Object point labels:
((

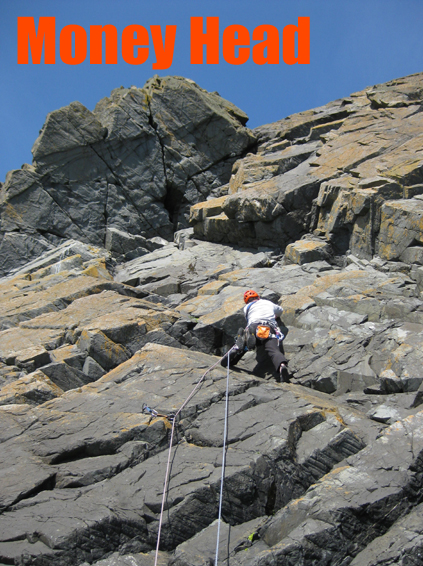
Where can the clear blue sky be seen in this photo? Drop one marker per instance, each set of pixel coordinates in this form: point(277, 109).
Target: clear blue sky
point(354, 44)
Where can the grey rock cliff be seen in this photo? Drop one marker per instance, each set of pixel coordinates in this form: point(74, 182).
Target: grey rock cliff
point(135, 164)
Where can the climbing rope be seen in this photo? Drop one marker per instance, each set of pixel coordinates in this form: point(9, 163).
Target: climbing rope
point(175, 415)
point(225, 434)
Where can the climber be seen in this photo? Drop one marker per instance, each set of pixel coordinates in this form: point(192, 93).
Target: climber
point(261, 334)
point(263, 331)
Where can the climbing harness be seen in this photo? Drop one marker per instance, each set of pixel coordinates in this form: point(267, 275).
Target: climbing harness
point(178, 412)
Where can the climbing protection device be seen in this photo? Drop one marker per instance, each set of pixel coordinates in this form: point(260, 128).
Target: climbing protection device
point(178, 412)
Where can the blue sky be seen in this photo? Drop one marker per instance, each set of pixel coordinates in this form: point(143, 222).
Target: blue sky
point(353, 44)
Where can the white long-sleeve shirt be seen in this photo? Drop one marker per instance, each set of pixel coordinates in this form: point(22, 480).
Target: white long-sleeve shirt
point(262, 309)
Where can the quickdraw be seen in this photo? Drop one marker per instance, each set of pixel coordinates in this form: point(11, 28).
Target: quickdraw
point(154, 413)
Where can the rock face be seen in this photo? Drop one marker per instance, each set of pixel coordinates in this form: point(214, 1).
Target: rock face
point(101, 344)
point(133, 165)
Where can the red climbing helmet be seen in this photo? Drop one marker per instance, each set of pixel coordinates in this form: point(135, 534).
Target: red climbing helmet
point(250, 294)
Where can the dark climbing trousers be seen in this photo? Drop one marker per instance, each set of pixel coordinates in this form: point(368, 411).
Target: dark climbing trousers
point(270, 347)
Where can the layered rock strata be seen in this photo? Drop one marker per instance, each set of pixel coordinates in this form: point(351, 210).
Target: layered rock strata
point(124, 173)
point(117, 321)
point(334, 170)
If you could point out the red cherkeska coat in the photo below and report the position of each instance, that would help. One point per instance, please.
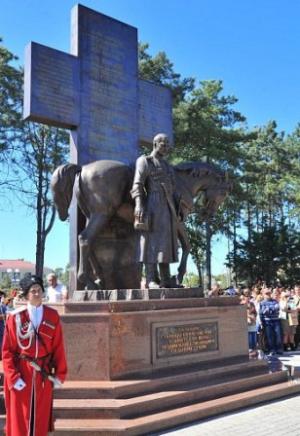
(38, 390)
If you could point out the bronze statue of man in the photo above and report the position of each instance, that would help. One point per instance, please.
(155, 213)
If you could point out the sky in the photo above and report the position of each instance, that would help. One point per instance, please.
(253, 46)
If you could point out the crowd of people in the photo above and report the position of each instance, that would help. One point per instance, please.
(273, 316)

))

Required work:
Copy the data word for word, from its first line through the line containing "point(154, 413)", including both ends. Omit the pictures from your copy.

Answer for the task:
Where can the clear blue sky be seen in this photo? Drop one marker per instance, each set of pixel coordinates in this form: point(277, 109).
Target: clear blue sky
point(354, 44)
Where can the grey rock cliff be seen in this photo? Drop one marker per instance, each set of pixel coordinates in this form: point(74, 182).
Target: grey rock cliff
point(135, 164)
Where can the climbing rope be seen in this photo? Drop one marker per instance, each set of pixel coordinates in this form: point(9, 163).
Target: climbing rope
point(175, 415)
point(225, 434)
Where can the climber be seen in this photo? Drop one marker per instance, each set of pixel coordinates in this form: point(192, 93).
Target: climber
point(261, 334)
point(263, 331)
Where can the climbing harness be seen in this photo? Drop one marker per instance, each set of pixel coordinates in this form: point(267, 275).
Target: climbing harness
point(178, 412)
Where can the climbing protection device be seen in this photo? Drop one marker per instance, each set of pixel coordinates in this form: point(260, 128).
Target: climbing protection device
point(178, 412)
Where can the blue sky be seen in this photo? Drop one marker per instance, each set of pixel coordinates in this form: point(143, 222).
Target: blue sky
point(353, 44)
Where can the white long-sleeve shirt be seen in this photo? Drop one marker per instance, each set of pixel coordinates in this form: point(22, 480).
Target: white long-sleeve shirt
point(262, 309)
Where can the quickdraw be seen in this photo? Drop one marker per instance, each set of pixel coordinates in this form: point(11, 28).
Target: quickdraw
point(154, 413)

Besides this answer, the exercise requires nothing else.